▶ TASK PROMPT
Retype the entries below without changing anything, starting at their first line and ending at the line that contains "x=218, y=93", with both of those lines included.

▶ INPUT DATA
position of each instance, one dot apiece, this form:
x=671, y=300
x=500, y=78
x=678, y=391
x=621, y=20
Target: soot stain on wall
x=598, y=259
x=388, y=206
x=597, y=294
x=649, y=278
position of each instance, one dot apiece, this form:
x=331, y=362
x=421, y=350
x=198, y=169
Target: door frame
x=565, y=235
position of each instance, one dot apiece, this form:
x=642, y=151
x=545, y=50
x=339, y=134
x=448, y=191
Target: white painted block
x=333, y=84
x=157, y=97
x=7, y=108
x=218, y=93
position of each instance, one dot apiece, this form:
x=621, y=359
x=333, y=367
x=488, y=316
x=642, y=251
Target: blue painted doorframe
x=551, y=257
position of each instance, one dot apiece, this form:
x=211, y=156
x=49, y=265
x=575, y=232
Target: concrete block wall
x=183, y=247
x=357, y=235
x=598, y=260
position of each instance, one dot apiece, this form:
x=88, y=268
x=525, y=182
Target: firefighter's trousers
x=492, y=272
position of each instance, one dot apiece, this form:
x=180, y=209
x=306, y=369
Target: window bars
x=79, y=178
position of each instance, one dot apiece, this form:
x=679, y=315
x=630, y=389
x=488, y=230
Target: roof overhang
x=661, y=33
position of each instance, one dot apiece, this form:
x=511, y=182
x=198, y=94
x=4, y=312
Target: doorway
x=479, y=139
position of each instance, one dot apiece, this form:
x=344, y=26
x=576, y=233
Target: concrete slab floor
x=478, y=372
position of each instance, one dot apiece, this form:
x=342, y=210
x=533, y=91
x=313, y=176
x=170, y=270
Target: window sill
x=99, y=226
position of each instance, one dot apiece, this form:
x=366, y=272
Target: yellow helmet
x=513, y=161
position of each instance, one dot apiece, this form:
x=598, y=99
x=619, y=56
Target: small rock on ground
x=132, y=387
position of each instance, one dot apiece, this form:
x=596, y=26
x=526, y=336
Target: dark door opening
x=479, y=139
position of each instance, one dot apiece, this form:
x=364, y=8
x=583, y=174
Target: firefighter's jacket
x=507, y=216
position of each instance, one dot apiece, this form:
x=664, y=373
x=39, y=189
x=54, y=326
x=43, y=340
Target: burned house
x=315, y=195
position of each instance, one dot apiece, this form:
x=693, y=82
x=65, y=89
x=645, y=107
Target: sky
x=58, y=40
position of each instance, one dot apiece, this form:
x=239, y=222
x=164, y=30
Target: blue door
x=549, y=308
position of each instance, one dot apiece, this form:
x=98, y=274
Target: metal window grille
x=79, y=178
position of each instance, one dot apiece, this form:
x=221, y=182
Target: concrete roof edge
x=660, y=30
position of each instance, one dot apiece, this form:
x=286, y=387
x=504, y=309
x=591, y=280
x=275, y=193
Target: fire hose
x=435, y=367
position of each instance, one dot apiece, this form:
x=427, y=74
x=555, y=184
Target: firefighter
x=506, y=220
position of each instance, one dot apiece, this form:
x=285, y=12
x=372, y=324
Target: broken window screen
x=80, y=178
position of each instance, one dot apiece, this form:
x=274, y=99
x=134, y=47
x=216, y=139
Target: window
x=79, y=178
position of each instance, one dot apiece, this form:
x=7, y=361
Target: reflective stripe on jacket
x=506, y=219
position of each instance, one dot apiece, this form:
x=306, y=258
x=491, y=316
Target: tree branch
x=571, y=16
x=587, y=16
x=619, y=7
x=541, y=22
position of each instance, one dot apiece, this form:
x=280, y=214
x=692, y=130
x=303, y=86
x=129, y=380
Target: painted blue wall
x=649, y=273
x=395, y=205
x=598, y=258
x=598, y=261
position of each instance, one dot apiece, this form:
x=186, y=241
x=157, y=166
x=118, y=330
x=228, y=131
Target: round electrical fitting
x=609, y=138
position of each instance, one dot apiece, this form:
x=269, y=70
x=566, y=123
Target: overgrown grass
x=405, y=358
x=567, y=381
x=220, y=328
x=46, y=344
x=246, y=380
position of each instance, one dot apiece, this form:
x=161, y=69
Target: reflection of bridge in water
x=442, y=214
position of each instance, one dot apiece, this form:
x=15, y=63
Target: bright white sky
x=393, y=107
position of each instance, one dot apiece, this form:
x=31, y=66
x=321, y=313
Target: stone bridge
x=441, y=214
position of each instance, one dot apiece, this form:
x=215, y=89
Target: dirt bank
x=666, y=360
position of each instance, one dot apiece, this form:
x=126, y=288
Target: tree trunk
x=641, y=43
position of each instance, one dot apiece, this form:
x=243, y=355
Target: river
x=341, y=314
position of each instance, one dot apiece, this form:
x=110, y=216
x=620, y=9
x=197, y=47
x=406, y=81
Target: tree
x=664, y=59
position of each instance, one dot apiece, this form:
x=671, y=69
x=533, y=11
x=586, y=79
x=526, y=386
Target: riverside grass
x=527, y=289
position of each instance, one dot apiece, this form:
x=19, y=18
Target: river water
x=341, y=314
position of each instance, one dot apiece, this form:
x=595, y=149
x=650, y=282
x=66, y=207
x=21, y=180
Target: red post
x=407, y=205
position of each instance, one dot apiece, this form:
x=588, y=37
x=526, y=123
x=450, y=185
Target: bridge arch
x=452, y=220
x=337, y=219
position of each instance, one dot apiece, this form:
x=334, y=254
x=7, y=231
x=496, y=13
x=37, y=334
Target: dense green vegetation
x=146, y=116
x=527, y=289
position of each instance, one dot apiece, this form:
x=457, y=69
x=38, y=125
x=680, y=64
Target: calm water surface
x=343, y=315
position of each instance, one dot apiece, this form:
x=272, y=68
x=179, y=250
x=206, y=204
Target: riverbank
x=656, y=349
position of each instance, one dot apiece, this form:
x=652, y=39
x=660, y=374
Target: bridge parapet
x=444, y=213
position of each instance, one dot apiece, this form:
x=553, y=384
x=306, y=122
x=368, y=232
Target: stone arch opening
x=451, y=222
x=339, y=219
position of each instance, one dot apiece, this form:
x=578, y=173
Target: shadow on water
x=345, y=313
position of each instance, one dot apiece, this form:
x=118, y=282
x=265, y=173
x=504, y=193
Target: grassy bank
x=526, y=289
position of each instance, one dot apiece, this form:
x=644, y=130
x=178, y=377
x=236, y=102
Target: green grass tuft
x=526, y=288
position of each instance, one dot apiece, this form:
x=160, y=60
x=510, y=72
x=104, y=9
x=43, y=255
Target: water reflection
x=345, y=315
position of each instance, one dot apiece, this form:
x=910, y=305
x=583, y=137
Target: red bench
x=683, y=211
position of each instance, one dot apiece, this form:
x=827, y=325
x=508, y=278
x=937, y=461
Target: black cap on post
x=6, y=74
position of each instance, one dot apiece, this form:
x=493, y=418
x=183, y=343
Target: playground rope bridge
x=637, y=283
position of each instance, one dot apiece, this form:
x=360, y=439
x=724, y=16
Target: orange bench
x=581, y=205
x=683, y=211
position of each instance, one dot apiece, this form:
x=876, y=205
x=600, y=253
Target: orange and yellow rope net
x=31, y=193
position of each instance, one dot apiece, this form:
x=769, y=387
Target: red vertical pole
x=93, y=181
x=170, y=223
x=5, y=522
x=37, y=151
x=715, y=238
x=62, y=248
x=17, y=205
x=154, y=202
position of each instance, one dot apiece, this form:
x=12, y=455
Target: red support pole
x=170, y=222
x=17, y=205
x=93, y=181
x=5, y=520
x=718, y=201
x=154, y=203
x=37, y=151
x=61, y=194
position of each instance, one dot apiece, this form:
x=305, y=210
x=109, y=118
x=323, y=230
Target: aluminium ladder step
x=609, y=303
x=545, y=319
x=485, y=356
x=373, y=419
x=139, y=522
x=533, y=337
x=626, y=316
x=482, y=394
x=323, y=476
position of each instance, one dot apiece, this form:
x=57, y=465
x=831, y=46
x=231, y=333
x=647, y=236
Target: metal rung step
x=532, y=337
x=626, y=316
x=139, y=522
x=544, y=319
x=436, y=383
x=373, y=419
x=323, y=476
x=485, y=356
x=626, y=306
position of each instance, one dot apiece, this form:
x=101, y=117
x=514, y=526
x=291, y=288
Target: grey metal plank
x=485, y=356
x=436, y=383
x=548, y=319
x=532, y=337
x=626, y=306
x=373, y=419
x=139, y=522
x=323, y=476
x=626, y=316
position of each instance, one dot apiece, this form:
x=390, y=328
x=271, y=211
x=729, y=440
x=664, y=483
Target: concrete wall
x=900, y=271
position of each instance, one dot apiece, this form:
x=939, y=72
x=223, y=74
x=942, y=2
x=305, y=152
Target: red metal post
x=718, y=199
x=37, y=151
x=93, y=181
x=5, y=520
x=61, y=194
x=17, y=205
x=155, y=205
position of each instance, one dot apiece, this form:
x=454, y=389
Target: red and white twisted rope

▶ ANSWER IN FULL
position of each instance, one dot apiece, this form:
x=671, y=300
x=500, y=78
x=678, y=391
x=621, y=20
Target: soot stain on wall
x=598, y=259
x=388, y=206
x=597, y=294
x=649, y=278
position of each instance, one dot apiece, this form:
x=331, y=362
x=421, y=350
x=198, y=169
Target: door frame
x=565, y=235
position of each instance, one dot apiece, this form:
x=642, y=151
x=545, y=50
x=339, y=134
x=448, y=191
Target: white painted block
x=333, y=84
x=157, y=97
x=7, y=108
x=218, y=93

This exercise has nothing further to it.